[FONTE]
Libia. Così lo Stato islamico si è preso Sirte, la città di Gheddafi a 300 miglia dall’Italia

Sono arrivati in pochi, poi hanno riunito attorno alla propria bandiera i terroristi di Ansar al-Sharia. Ora neanche le milizie islamiste che controllano Tripoli hanno intenzione di attaccarli

A Sirte, città di Muammar Gheddafi, sventola ovunque la bandiera nera dello Stato islamico. Il dominio dell’Isis, nella città libica a 300 miglia dalle coste italiane, è cominciato con uno sparuto manipolo di jihadisti, «provenienti da Egitto, Tunisia, Siria, Algeria e molti altri luoghi». In pochi mesi, come avvenuto per la conquista di Derna, i terroristi sono riusciti a prendere il controllo della città assoggettando con promesse e minacce i membri delle altre milizie.

«NESSUNO HA RINNEGATO GHEDDAFI». «I guerriglieri locali li hanno visti come l’unico modo per tornare ad avere potere dopo l’uccisione di Gheddafi», racconta al Telegraph Milad, residente in città. I terroristi hanno stabilito il loro quartier generale nel centro di Ouagadougou, un tempo fiore all’occhiello del dominio del’ex raìs. «Quasi nessuno in città ha rinnegato Gheddafi. Ecco perché dopo la guerra molti hanno preso le distanze dalla nuova Libia» e dai suoi governanti, che in città vengono chiamati «ratti».

ANSAR AL-SHARIA. Dopo l’uccisione di Gheddafi, il vuoto di potere è stato riempito dai terroristi islamici di Ansar al-Sharia, «che si sono conquistati il favore della popolazione distribuendo soldi e con opere di carità verso i bisognosi». Ad agosto, la Libia si è divisa tra due governi concorrenti: quello eletto e riconosciuto dalla comunità internazionale è stato costretto a rifugiarsi a Tobruk, cacciato da Alba Libica, coalizione islamista di milizie che governa su Tripoli e Misurata. Alba Libica, alleandosi con i jihadisti di Ansar al-Sharia, è entrata anche in controllo di Sirte.

IL SODALIZIO. «Non abbiamo mai avuto problemi con loro», spiega Mohamed Lahal, comandante della brigata 166 di Alba Libica. «La maggior parte di loro proveniva da Sirte. Quindi non hanno ucciso nessuno. Avevano il sostegno delle tribù locali». In autunno, però, piccoli gruppi di jihadisti dello Stato islamico cominciarono ad arrivare in città: presero i minareti delle moschee, dichiarando la città parte del Califfato, e sfilarono in parata sui loro pick-up fino al quartier generale di Ansar al-Sharia. Per la maggior parte «vennero bene accolti e in tanti giurarono fedeltà ad Al-Baghdadi».

[ESERCIZIO ASSEGNATO 1]
Secondo l'articolo su Sirte, con quale nome vengono chiamati in città i governanti della nuova Libia?
[ESERCIZIO ASSEGNATO 2]
Stampa il passo dell'articolo su Sirte cominciando dalle parole "Sono arrivati in" e fermandoti dopo "delle altre milizie.".
[ESERCIZIO ASSEGNATO 3]
Prosegui l'articolo su Sirte, riprendendo subito dopo la sua ultima frase.

[DATI ARCHIVIATI]

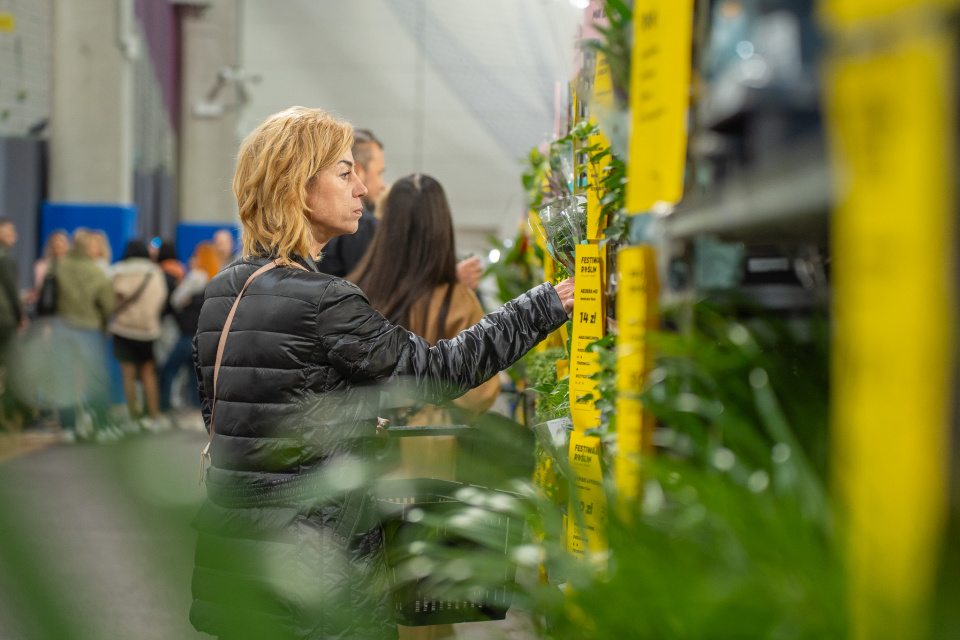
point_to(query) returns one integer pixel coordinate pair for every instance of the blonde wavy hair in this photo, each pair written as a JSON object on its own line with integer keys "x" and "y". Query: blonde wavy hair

[RISPOSTA SCRITTA 1]
Vengono chiamati «ratti».

[RISPOSTA SCRITTA 2]
Sono arrivati in pochi, poi hanno riunito attorno alla propria bandiera i terroristi di Ansar al-Sharia. Ora neanche le milizie islamiste che controllano Tripoli hanno intenzione di attaccarli

A Sirte, città di Muammar Gheddafi, sventola ovunque la bandiera nera dello Stato islamico. Il dominio dell’Isis, nella città libica a 300 miglia dalle coste italiane, è cominciato con uno sparuto manipolo di jihadisti, «provenienti da Egitto, Tunisia, Siria, Algeria e molti altri luoghi». In pochi mesi, come avvenuto per la conquista di Derna, i terroristi sono riusciti a prendere il controllo della città assoggettando con promesse e minacce i membri delle altre milizie.

[RISPOSTA SCRITTA 3]
«ERA L’UNICO MODO». L’Isis cercò subito l’appoggio degli ex gheddafiani, promettendo un posto di rilievo in cambio «del pentimento per aver aiutato un dittatore». Molti accettarono: «Era l’unico modo per ottenere protezione e non essere arrestati dai nuovi governi per il loro sostegno a Gheddafi». Nelle ultime settimane, la presa del potere ha avuto ricadute sulla vita sociale: i jihadisti sono entrati nelle università, obbligando uomini e donne a studiare separati. Ai manichini nei negozi è stato messo il velo e le sigarette sono state bandite. «Sono andati dai negozianti e li hanno obbligati ad assumere le persone che si erano affiliate allo Stato islamico, pena la morte», racconta Milad.

ACCORDO DIFFICILE. Per il momento Alba Libica non ha nessuna intenzione di combattere contro lo Stato islamico. «I miei uomini sono alle porte della città ma non ho ordine di entrare», confessa il comandante della Brigata 166 Lahal. L’obiettivo dell’Onu è quello di aiutare, anche militarmente, a combattere l’Isis solo quando i governi di Tobruk e Tripoli avranno composto un nuovo esecutivo di unità nazionale. Ma è difficile unire Tobruk, che sta combattendo contro Ansar al-Sharia a Bengasi, con Alba Libica, che si è alleata ai terroristi islamici a Sirte.

ATTENTI AL PETROLIO. Sembra pensarla così anche Khalifa Haftar, da poco nominato generale dell’esercito di Tobruk: «A Renzi chiedo di convincere la comunità internazionale a rimuovere l’embargo sulle armi e di aiutarci a combattere per una Libia libera dagli estremisti», ha dichiarato all’Ansa. «Se dovesse vincere l’Isis sarebbe a rischio la vostra sicurezza, stiamo combattendo anche per voi. Noi siamo un popolo orgoglioso, possiamo combattere questa guerra anche a mani nude ma Qatar, Turchia e Sudan stanno aiutando gli estremisti con armi e finanziamenti». Dopo le richieste, è il tempo delle minacce a sfondo petrolifero: «È importante che si sappia che voltata questa pagina ci ricorderemo molto bene chi ci è stato vicino e chi invece si è voltato dall’altra parte».